Brief:
The lines to extract begin at the one containing "Where can the apartment" and run to the end of the listing; set them down exactly and alone.

Extracted data entries:
start

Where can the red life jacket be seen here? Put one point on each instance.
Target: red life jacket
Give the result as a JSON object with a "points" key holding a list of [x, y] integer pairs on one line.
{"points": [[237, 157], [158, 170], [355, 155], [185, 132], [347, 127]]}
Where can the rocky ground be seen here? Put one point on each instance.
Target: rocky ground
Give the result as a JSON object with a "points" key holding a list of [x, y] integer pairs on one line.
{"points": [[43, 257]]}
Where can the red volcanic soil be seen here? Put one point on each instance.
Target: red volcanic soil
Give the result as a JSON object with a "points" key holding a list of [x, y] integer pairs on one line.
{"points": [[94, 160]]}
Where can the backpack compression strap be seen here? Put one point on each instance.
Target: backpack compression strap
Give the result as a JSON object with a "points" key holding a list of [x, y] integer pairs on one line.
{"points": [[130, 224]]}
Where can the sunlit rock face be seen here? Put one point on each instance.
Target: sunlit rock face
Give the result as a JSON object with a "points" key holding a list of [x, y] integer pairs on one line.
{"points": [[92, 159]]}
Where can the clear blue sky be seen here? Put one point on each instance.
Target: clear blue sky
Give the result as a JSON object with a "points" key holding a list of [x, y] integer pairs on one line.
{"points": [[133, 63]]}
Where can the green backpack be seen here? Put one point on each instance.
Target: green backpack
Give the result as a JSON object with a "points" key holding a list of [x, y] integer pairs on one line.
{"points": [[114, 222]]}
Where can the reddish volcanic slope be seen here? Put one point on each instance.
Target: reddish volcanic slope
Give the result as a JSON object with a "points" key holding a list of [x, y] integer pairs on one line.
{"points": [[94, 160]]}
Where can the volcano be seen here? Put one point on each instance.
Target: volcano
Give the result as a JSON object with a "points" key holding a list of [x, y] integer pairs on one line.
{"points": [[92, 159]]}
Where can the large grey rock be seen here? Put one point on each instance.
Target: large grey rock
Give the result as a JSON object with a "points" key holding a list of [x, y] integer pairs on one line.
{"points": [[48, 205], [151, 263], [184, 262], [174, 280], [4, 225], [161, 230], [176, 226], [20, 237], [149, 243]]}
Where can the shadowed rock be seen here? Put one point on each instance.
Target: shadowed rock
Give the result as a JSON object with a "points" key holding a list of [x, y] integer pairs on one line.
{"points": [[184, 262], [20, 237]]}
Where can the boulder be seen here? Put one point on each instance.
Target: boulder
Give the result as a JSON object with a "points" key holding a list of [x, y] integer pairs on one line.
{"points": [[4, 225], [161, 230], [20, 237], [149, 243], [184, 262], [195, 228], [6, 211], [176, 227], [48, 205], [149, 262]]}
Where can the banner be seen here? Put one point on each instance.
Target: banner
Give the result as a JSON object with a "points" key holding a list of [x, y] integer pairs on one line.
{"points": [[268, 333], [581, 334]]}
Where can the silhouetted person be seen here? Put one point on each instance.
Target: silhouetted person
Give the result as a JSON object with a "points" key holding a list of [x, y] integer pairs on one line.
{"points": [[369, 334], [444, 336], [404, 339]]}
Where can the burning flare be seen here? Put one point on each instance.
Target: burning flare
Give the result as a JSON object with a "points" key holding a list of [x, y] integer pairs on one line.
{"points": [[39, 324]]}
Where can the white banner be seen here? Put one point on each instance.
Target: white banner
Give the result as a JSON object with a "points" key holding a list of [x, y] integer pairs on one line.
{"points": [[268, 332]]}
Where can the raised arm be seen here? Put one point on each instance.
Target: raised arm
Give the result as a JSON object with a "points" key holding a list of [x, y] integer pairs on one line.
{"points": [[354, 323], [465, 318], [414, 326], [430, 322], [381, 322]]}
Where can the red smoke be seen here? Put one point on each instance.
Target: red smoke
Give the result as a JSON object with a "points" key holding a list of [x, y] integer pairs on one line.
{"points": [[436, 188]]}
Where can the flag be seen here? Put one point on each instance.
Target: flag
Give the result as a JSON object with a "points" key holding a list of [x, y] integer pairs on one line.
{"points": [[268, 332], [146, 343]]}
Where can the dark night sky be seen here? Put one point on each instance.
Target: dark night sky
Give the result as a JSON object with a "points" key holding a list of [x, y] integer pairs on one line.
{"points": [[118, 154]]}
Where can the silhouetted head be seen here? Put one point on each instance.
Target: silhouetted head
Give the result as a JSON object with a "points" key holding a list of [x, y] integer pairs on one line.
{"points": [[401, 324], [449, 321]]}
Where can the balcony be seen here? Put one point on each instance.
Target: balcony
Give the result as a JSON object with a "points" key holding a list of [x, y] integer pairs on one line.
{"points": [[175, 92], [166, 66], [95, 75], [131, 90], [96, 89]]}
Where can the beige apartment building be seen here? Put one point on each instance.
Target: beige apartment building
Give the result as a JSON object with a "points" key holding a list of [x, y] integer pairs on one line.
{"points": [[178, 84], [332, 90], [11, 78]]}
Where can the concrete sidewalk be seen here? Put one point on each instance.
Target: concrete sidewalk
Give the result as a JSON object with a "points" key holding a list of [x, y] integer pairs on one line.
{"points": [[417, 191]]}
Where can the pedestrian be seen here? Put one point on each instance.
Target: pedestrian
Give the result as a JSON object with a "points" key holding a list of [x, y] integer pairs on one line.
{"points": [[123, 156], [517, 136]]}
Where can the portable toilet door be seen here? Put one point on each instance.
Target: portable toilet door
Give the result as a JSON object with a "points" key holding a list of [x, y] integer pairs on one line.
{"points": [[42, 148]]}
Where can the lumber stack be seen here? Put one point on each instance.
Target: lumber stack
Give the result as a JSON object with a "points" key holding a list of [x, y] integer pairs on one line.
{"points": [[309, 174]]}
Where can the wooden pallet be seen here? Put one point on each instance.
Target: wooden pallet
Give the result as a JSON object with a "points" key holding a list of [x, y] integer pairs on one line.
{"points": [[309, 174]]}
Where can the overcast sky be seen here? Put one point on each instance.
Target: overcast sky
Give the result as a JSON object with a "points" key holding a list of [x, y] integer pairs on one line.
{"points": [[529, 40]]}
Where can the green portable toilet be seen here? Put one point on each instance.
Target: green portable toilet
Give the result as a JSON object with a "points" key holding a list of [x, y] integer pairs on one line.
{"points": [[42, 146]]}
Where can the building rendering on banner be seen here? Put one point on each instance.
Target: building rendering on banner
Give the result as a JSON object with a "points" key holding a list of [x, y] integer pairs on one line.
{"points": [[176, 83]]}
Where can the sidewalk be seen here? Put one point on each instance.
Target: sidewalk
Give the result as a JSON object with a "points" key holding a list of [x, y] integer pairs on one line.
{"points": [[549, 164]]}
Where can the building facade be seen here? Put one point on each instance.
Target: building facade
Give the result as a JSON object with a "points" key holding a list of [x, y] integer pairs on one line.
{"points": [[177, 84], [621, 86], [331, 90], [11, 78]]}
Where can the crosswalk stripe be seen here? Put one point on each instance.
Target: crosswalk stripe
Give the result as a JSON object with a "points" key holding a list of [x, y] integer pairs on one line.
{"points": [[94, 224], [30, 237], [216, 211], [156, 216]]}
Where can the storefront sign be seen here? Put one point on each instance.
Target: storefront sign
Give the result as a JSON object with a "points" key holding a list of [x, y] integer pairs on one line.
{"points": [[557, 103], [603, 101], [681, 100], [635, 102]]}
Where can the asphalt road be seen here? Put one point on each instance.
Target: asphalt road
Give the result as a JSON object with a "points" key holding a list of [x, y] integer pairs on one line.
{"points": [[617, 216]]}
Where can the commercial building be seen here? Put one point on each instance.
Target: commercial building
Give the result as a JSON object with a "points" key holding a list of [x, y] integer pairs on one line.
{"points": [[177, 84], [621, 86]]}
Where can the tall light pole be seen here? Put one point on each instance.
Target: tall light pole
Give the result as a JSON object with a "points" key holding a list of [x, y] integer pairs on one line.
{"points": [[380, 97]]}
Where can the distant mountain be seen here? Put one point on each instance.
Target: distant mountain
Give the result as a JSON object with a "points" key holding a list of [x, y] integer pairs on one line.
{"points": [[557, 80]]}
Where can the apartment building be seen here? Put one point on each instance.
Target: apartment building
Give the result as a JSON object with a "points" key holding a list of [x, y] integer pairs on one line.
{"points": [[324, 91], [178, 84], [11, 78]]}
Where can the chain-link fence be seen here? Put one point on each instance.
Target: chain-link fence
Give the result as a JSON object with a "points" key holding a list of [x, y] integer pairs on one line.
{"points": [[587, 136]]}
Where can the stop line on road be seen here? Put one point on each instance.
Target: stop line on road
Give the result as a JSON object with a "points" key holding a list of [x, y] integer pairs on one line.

end

Full response:
Where can the apartment building be seen here? Put one point on each instance.
Target: apartment building
Give the result as a JSON object with a "points" key holding a list of [x, y] integer pairs on one line.
{"points": [[324, 91], [178, 84], [11, 78]]}
Where can the chain-link fence be seen here? Put one point on each instance.
Target: chain-link fence
Give the result as a JSON object with a "points" key holding a list of [x, y] integer pairs on one line.
{"points": [[587, 136]]}
Where can the stop line on road be seen here? Put one point on each instance.
Target: stop line on road
Give the result as a JSON object with a "points" key holding a list of [x, y] integer pairs on one line.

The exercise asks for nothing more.